> [YOUR ASSIGNMENT] A complete answer retypes each of the records below precisely and includes none of the pictures.

BEGIN DATA EXCERPTS

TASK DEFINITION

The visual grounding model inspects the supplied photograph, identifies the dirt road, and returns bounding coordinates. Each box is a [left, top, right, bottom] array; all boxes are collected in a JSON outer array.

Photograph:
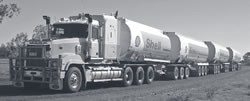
[[0, 66, 250, 101]]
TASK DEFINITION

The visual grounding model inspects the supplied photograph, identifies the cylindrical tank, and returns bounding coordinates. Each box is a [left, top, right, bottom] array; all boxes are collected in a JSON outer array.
[[166, 32, 208, 63], [118, 18, 172, 62], [227, 47, 241, 62], [204, 41, 230, 63]]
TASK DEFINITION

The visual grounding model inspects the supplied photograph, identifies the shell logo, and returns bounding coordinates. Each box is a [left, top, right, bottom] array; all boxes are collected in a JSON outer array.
[[135, 36, 141, 47]]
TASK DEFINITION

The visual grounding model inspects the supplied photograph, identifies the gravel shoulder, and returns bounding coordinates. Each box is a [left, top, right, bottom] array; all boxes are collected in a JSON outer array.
[[0, 66, 250, 101]]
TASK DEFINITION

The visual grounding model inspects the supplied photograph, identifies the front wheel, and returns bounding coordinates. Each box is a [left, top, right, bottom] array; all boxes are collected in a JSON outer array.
[[64, 67, 82, 92]]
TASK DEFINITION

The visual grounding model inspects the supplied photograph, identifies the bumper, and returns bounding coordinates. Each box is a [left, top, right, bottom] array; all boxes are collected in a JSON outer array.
[[9, 57, 64, 90]]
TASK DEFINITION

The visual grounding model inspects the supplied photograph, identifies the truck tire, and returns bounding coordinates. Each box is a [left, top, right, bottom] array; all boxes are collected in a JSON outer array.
[[198, 66, 201, 77], [218, 66, 221, 74], [64, 67, 82, 92], [204, 66, 208, 76], [144, 66, 154, 84], [184, 67, 190, 79], [201, 66, 204, 76], [122, 67, 133, 86], [236, 64, 239, 71], [214, 66, 217, 74], [167, 67, 179, 80], [179, 67, 184, 79], [134, 66, 144, 85], [232, 65, 235, 71]]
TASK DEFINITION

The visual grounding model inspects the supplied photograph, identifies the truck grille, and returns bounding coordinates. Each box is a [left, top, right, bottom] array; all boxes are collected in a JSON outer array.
[[26, 59, 48, 67], [19, 45, 50, 67], [26, 48, 43, 58]]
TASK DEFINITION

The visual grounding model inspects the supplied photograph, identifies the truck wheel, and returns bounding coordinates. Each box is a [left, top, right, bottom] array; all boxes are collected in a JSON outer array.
[[179, 67, 184, 79], [122, 67, 133, 86], [201, 66, 204, 76], [144, 66, 154, 84], [214, 66, 217, 74], [167, 67, 179, 80], [236, 64, 239, 71], [218, 66, 221, 74], [232, 65, 235, 71], [134, 66, 144, 85], [184, 67, 190, 79], [225, 66, 229, 72], [198, 66, 201, 77], [64, 67, 82, 92], [204, 66, 208, 76]]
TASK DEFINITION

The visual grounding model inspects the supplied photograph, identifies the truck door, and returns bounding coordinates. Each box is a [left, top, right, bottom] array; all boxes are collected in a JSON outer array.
[[104, 18, 118, 59], [90, 26, 99, 58]]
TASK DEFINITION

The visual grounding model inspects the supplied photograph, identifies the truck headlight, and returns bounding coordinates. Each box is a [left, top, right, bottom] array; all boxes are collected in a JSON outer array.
[[75, 44, 81, 55]]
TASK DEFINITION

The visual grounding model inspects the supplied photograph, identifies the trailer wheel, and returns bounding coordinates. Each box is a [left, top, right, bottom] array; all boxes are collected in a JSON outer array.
[[232, 65, 235, 71], [214, 66, 217, 74], [122, 67, 133, 86], [144, 66, 154, 84], [133, 66, 144, 85], [167, 67, 179, 80], [179, 67, 184, 79], [236, 64, 239, 71], [201, 66, 204, 76], [218, 66, 221, 74], [64, 67, 82, 92], [184, 67, 190, 79], [225, 65, 229, 73], [198, 66, 201, 77], [204, 66, 208, 76], [230, 65, 234, 72]]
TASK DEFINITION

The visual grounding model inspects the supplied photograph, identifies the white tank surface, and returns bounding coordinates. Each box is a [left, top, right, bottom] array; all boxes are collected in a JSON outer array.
[[227, 47, 242, 62], [118, 18, 171, 62], [166, 32, 208, 63], [204, 41, 230, 63]]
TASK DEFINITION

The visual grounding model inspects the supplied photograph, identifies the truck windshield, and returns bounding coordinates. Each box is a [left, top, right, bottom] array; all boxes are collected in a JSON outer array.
[[52, 23, 88, 39]]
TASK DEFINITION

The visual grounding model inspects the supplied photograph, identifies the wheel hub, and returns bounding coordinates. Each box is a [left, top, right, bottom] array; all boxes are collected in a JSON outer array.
[[70, 73, 79, 89]]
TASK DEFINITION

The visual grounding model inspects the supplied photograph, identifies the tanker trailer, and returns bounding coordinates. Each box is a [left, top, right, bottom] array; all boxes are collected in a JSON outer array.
[[165, 32, 209, 78], [227, 47, 242, 71], [117, 18, 172, 63], [204, 41, 230, 73]]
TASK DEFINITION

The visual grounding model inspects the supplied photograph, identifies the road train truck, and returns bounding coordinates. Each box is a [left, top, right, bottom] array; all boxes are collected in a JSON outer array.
[[9, 13, 242, 92]]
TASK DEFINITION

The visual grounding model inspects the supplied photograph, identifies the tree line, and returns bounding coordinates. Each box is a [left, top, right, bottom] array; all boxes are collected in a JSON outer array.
[[0, 25, 47, 58], [0, 0, 47, 58]]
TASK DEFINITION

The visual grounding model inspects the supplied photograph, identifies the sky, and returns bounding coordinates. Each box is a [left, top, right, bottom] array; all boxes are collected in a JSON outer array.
[[0, 0, 249, 54]]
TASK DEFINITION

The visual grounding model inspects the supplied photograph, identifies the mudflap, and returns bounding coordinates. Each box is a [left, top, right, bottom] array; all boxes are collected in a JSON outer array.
[[49, 79, 64, 90]]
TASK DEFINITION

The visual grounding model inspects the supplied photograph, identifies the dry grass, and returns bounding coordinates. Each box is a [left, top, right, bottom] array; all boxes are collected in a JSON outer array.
[[205, 88, 216, 100], [167, 95, 191, 101]]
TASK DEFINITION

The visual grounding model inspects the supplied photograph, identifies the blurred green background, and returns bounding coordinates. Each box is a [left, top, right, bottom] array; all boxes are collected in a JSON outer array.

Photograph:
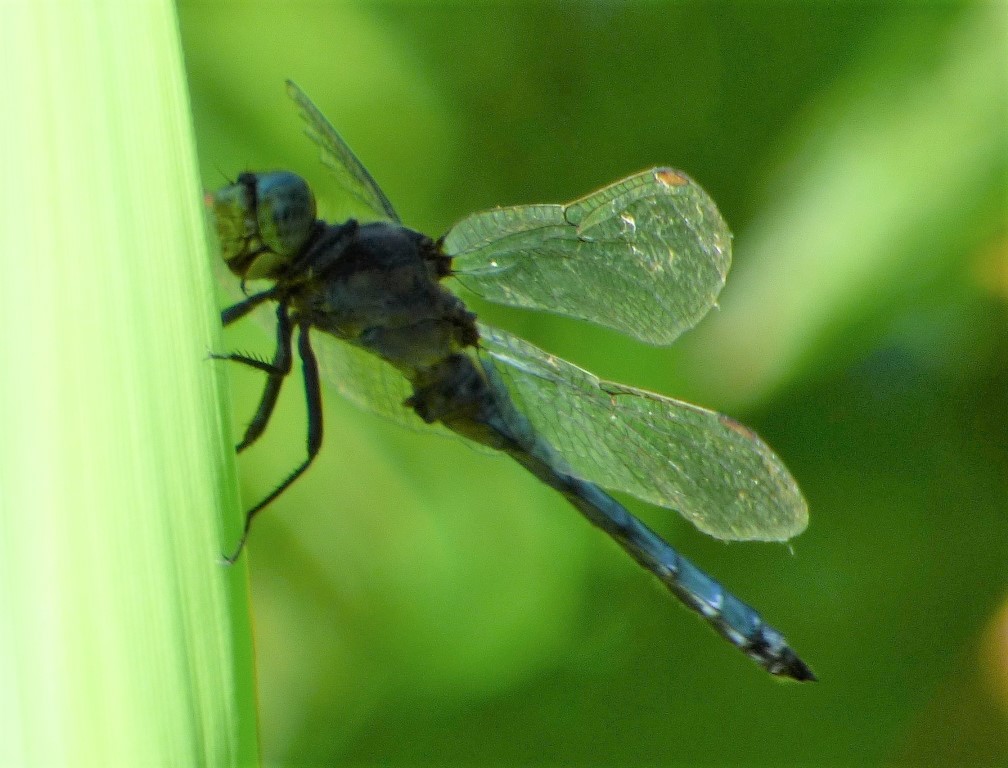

END DATA EXCERPTS

> [COMPLETED EXERCISE]
TASK DEFINITION

The visual grounding model inspects the supplied photograph, identifies the dirt road, and returns bounding coordinates. Each box is a [left, top, right, bottom] array; all boxes are collected in a JSON outer array.

Photograph:
[[0, 66, 250, 101]]
TASK DEFINITION

The visual grounding model inspects the supplied photograph, identifies the cylindrical tank, and returns bounding coordinates. Each box is a [left, top, right, bottom] array; all boxes are collected in a JSON outer array.
[[166, 32, 208, 63], [118, 18, 172, 62], [227, 47, 241, 62], [204, 41, 230, 63]]
TASK DEFINITION

The visual grounding model inspects the supplied photograph, identifies the shell logo, and returns bounding coordinates. Each box is a [left, top, right, bottom] array; all boxes are collected in a JSON outer array.
[[135, 36, 141, 47]]
TASK DEFINITION

The visual grounding model inspects the supplied photograph, identifies the gravel shoulder, and returns bounding coordinates. Each box is a [left, top, right, bottom] array; all boxes are collected in a JSON outer array.
[[0, 66, 250, 101]]
TASK DEFINITION

The visual grounding model inspects the supplied photograph, identifies the front wheel, and returns bounding coordinates. Each box is a [left, top, right, bottom] array; all boxes are collected in a JSON outer array.
[[64, 67, 82, 92]]
TASK DEFINITION

The visual grounding model inspects the supplied photograph, identifies the bumper, and returns bounding coordinates. Each box is a [left, top, right, bottom] array; all boxes are collected in a JSON outer array.
[[9, 57, 64, 90]]
TASK DEFINITION

The visual grounding model inspects the supplied photograph, identifies the truck tire, and returns bounding coordinates. Each box is a [left, top, right, bottom] array; all boxes are collected in a JSON outer array.
[[198, 66, 201, 77], [218, 66, 221, 74], [64, 67, 82, 92], [204, 66, 208, 76], [144, 66, 154, 84], [184, 67, 190, 79], [201, 66, 204, 76], [122, 67, 133, 86], [236, 64, 239, 71], [214, 66, 217, 74], [167, 67, 179, 80], [179, 67, 184, 79], [134, 66, 144, 85], [232, 65, 235, 71]]
TASK DEFINITION

The visual grounding model inspects the supplied photograph, identifies the truck grille, and returns bounding coordinates. Each box is a [left, top, right, bottom] array; all boxes are collected in a JSON outer array.
[[26, 59, 48, 67], [19, 45, 50, 67], [26, 48, 43, 58]]
TASK DEFINITION

The visual grounding model inspects the supplied photograph, identifies the truck wheel, and returns bounding coordinates. Each box is a [left, top, right, bottom] array; all boxes are collected in a JSON outer array.
[[179, 67, 184, 79], [122, 67, 133, 86], [201, 66, 204, 76], [144, 66, 154, 84], [214, 66, 217, 74], [167, 67, 179, 80], [236, 64, 239, 71], [218, 66, 221, 74], [232, 65, 235, 71], [134, 66, 144, 85], [184, 67, 190, 79], [225, 66, 229, 72], [198, 66, 201, 77], [64, 67, 82, 92], [204, 66, 208, 76]]
TASK DEFINITION

The visual grounding model inspects the supplied photograph, identifies the truck door, and returns bounding coordinates. Each box is a [left, top, right, bottom] array; all boxes are collected in a JSON outer array.
[[104, 18, 118, 59], [90, 26, 99, 58]]
TASK DEFINITION

The visual grounding model inspects the supplied photograph, identifies the truck headlight, and returns bounding coordinates. Each box is a [left, top, right, bottom] array; all boxes are collected in a JSON outer array.
[[75, 44, 81, 55]]
TASK DEFINITION

The visual grounding model inspects the supplied photograph, identifies the trailer wheel, and returns bounding coordinates. Each box is a [left, top, right, bottom] array; all boxes are collected in a JSON outer array.
[[232, 65, 235, 71], [214, 66, 217, 74], [122, 67, 133, 86], [144, 66, 154, 84], [133, 66, 144, 85], [167, 67, 179, 80], [179, 67, 184, 79], [236, 64, 239, 71], [201, 66, 204, 76], [218, 66, 221, 74], [64, 67, 82, 92], [184, 67, 190, 79], [225, 65, 229, 73], [198, 66, 201, 77], [204, 66, 208, 76], [230, 65, 234, 72]]
TASK DEFINITION

The visual grounding model inspects the supplied photograph, identifies the white tank surface, and returns bounding coordinates. Each box is a [left, top, right, bottom] array; all boxes are collected in a JSON outer array.
[[227, 47, 242, 62], [118, 18, 171, 62], [166, 32, 208, 63], [204, 41, 230, 63]]
TASK DEFINITION

The visual grounding model inspects the supplied photograph, identifies the truck windshield, and returns bounding coordinates. Each box is a [left, top, right, bottom] array; all boxes are collected in a JSON outer array.
[[52, 23, 88, 39]]
TASK DEFINITION

The visual grounding model inspects the supplied photograph, identifies the wheel hub, and returns bounding coordinates. Each box is a [left, top, right, bottom] array; all boxes are collected in a JSON outer array.
[[70, 73, 79, 89]]
TASK DEFINITION

The visual grounding model inspects the supplied photograph, identifies the tanker trailer, and returns bounding coordinates. Each box is a [left, top, right, bottom] array; all boxes are collected in a JSON outer array.
[[165, 32, 209, 78], [227, 47, 242, 71], [117, 18, 172, 63], [204, 41, 230, 73]]
TASK DEFINITION

The visual grounding model inspects the supplied photograph, identifies the road train truck, and returns bounding coordinates. Each box is a [left, top, right, bottom] array; all boxes are collected in a JSON outer array.
[[9, 13, 242, 92]]
TASK DEFINITION

The visual grounding model inspects the supplied photograph, identifies the tree line, and returns bounding coordinates. Each box is a [left, top, right, bottom] array; all boxes are collected in a JSON outer array.
[[0, 25, 47, 58], [0, 0, 47, 58]]
TASK DEFINITION

The visual grounding model inspects the supplied photograph, identifies the sky, and returns bounding coordinates. Each box is a [left, top, right, bottom] array; all boxes are collected in a JSON outer array.
[[0, 0, 249, 54]]
TASK DEFINITION

The visual grounding model inspects the supplied photograph, identifies the mudflap, and returns bounding coordinates. Each box is a [left, top, right, bottom] array; all boxes are collected in a JSON outer array.
[[49, 79, 64, 90]]
TASK DEFINITION

The visual grounding model inspects the supplied photograph, identifies the dry grass, and returns bounding coordinates. Each box is a [left, top, right, bottom] array; all boxes are collected in a JSON outer array.
[[205, 88, 216, 100], [167, 95, 191, 101]]
TASK DEFINITION

The visual grounding model inspects the supplied photograph, identifies the blurred green background, and returns bounding coordinates. Each box is a [left, top, right, bottom] array; all boxes are collected in a JSON outer array.

Photograph:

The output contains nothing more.